What is needed:
Output everything from the line containing "Target: front wheel" down to the end of the listing as a numbered list, leaving out blank lines.

<<<<

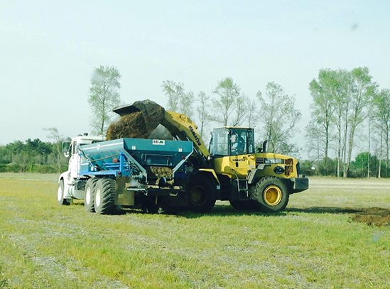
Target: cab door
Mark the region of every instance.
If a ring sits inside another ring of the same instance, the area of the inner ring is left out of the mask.
[[[240,179],[256,166],[253,130],[231,129],[229,133],[229,166]]]

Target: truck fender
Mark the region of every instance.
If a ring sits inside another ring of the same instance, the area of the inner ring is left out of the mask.
[[[65,198],[71,198],[72,196],[69,195],[69,176],[70,171],[67,170],[66,172],[63,173],[60,176],[58,177],[58,183],[60,183],[60,181],[62,180],[64,181],[64,196]]]

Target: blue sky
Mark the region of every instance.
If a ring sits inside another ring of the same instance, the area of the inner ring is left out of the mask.
[[[386,1],[1,0],[0,143],[45,140],[45,127],[90,131],[100,65],[120,70],[126,103],[166,105],[166,80],[211,94],[229,76],[250,97],[275,81],[295,94],[303,129],[321,68],[367,66],[390,88],[389,15]]]

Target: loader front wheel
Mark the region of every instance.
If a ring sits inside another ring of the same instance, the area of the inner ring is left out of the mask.
[[[97,179],[91,178],[85,184],[85,197],[84,198],[84,208],[85,212],[94,212],[94,195]]]
[[[58,205],[70,205],[70,202],[65,198],[64,180],[61,180],[58,182],[58,188],[57,190],[57,202]]]
[[[117,183],[114,180],[102,178],[96,182],[94,207],[97,214],[115,213],[116,190]]]
[[[265,177],[251,190],[251,196],[257,201],[260,209],[266,212],[283,211],[288,203],[289,192],[282,180]]]
[[[188,193],[188,207],[194,212],[208,212],[215,205],[215,186],[206,178],[196,178],[193,180]]]

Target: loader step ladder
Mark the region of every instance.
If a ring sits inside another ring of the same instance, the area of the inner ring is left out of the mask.
[[[240,180],[238,178],[236,178],[237,182],[237,190],[238,190],[238,199],[248,200],[249,195],[248,194],[248,180],[247,179]]]

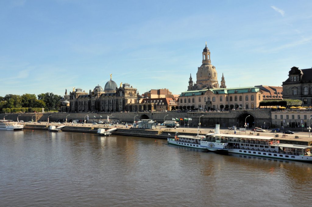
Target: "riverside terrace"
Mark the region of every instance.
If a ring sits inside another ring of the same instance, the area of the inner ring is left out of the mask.
[[[174,137],[175,135],[176,132],[178,133],[177,135],[196,136],[197,135],[197,132],[198,132],[199,135],[205,136],[206,134],[211,133],[212,131],[214,131],[214,130],[212,128],[202,128],[198,131],[198,129],[195,128],[182,127],[177,128],[175,129],[174,128],[167,128],[161,126],[157,126],[156,128],[155,129],[144,130],[131,128],[130,126],[126,127],[126,126],[121,124],[110,126],[108,125],[95,125],[89,123],[82,125],[81,124],[72,123],[59,124],[48,123],[47,122],[24,122],[23,124],[24,125],[24,129],[48,130],[49,126],[60,126],[65,125],[66,126],[62,129],[62,131],[90,133],[96,133],[97,129],[99,128],[108,129],[117,127],[117,130],[113,132],[113,135],[119,135],[159,139],[167,139],[168,137],[170,137],[170,136]],[[221,129],[220,133],[225,134],[234,134],[234,132],[233,131],[228,130],[227,129]],[[237,135],[243,135],[245,134],[245,132],[240,132],[239,131],[237,131],[236,133]],[[296,133],[294,135],[287,135],[285,137],[281,136],[282,134],[281,133],[278,134],[280,135],[279,137],[275,137],[274,133],[271,132],[255,133],[253,136],[256,137],[258,134],[261,136],[274,137],[275,139],[279,140],[281,143],[303,145],[312,145],[312,136],[309,137],[309,134],[306,132],[300,133],[300,134]]]

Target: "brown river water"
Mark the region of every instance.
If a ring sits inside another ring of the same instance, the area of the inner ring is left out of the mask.
[[[308,206],[312,164],[167,140],[0,131],[0,206]]]

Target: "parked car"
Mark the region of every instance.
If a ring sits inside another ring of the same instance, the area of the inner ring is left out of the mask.
[[[292,131],[290,130],[285,130],[283,132],[284,134],[295,134],[295,132],[293,131]]]
[[[266,131],[264,129],[261,129],[261,128],[258,128],[256,130],[256,131],[258,131],[260,132],[266,132]]]

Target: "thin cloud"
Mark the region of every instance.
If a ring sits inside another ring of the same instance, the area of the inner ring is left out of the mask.
[[[284,16],[284,14],[285,14],[285,12],[284,11],[284,10],[281,9],[279,9],[277,7],[276,7],[274,6],[271,6],[271,8],[272,8],[275,11],[280,14],[280,15],[281,15],[282,16]]]

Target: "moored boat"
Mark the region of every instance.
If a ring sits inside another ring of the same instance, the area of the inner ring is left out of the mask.
[[[221,134],[206,135],[201,147],[211,151],[312,162],[312,146],[282,144],[275,137]]]
[[[21,130],[24,125],[12,120],[0,120],[0,130]]]

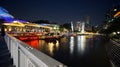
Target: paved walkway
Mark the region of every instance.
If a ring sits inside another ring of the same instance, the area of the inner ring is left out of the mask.
[[[15,67],[5,40],[0,36],[0,67]]]

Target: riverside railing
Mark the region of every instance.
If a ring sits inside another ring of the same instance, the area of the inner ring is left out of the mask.
[[[4,39],[16,67],[67,67],[7,33]]]

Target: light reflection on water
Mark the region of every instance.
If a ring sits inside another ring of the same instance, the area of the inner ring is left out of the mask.
[[[94,64],[97,66],[103,65],[102,67],[106,66],[103,42],[96,36],[71,36],[60,40],[46,41],[29,40],[26,43],[71,67],[76,67],[76,65],[94,67]],[[96,61],[99,61],[99,63]]]

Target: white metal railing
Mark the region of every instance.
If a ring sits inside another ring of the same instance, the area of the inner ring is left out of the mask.
[[[16,67],[67,67],[7,33],[4,39]]]

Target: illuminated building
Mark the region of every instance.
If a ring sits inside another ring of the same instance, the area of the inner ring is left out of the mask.
[[[0,19],[4,19],[6,22],[12,22],[14,20],[14,17],[10,15],[7,10],[0,7]]]

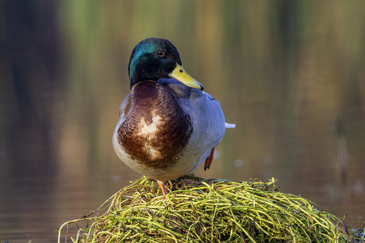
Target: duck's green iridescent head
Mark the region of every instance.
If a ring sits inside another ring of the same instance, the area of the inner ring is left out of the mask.
[[[179,53],[172,43],[161,38],[146,38],[132,52],[128,67],[131,89],[141,81],[173,78],[189,87],[203,90],[203,86],[182,65]]]

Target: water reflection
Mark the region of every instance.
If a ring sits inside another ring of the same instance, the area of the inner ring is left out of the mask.
[[[233,3],[0,3],[0,240],[54,242],[139,177],[111,140],[130,55],[150,36],[176,46],[237,125],[196,174],[274,176],[363,225],[365,4]]]

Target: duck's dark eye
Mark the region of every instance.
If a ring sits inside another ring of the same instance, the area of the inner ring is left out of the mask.
[[[165,54],[164,54],[164,52],[162,52],[161,51],[157,51],[157,55],[159,56],[164,56],[165,55]]]

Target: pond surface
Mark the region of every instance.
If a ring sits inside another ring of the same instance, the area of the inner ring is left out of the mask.
[[[363,227],[365,2],[232,3],[0,3],[0,241],[56,242],[141,176],[111,137],[132,50],[150,36],[236,125],[196,175],[274,177]]]

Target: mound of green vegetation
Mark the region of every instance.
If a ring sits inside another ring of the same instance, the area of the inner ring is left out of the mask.
[[[104,214],[97,211],[64,224],[59,242],[64,226],[83,221],[86,226],[78,227],[74,242],[351,242],[340,219],[300,196],[279,192],[276,180],[187,175],[169,181],[164,196],[143,177],[104,203]]]

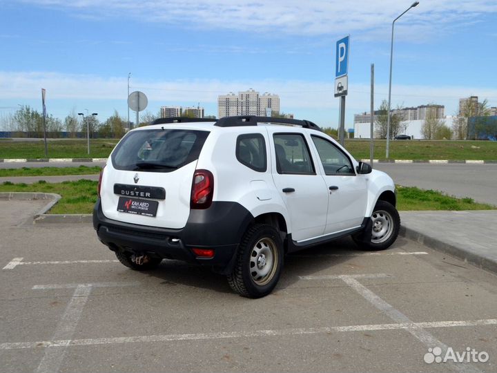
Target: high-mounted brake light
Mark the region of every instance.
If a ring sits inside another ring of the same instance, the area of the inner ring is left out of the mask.
[[[99,183],[97,185],[97,194],[99,196],[99,198],[100,198],[100,189],[101,189],[101,178],[102,175],[104,174],[104,169],[105,169],[105,166],[102,167],[102,169],[100,170],[100,176],[99,176]]]
[[[191,209],[207,209],[212,204],[214,194],[214,176],[207,170],[197,170],[192,182]]]

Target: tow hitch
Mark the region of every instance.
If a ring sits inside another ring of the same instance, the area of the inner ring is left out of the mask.
[[[150,262],[150,258],[146,255],[135,255],[131,256],[131,261],[137,265],[143,265]]]

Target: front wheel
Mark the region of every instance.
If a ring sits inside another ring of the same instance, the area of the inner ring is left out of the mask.
[[[384,250],[397,239],[400,228],[400,217],[397,209],[386,201],[378,201],[371,214],[371,240],[364,242],[358,236],[352,238],[362,249]]]
[[[228,276],[231,289],[242,296],[260,298],[276,286],[283,267],[283,244],[279,232],[266,224],[245,232],[236,263]]]

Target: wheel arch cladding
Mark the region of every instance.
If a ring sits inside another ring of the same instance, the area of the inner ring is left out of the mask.
[[[396,207],[397,205],[397,198],[395,193],[391,191],[385,191],[380,195],[378,200],[385,201]]]

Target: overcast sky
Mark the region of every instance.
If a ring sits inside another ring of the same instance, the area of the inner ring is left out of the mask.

>>>>

Written reply:
1. Target: front wheel
2. Mark the region of every instance.
3. If a ring sits inside another ring of the same instance, the area of the inner ring is left out of the mask.
4. [[[384,250],[397,239],[400,228],[400,217],[397,209],[386,201],[378,201],[371,214],[371,240],[364,242],[358,236],[352,238],[362,249]]]
5. [[[228,276],[231,289],[242,296],[260,298],[276,286],[283,267],[283,244],[279,232],[266,224],[245,232],[236,263]]]
6. Target: wheel arch cladding
7. Mark the region of every instance.
8. If a ring sits inside another ring of the same instance, the area of the inner ring is left out of the mask.
9. [[[396,207],[397,205],[397,198],[395,193],[391,191],[385,191],[380,195],[378,200],[385,201]]]
10. Target: overcast sky
11. Mark the region of every instance.
12. If a ring sits inside another ring of the same instance, the area of the inner ring is left out of the mask.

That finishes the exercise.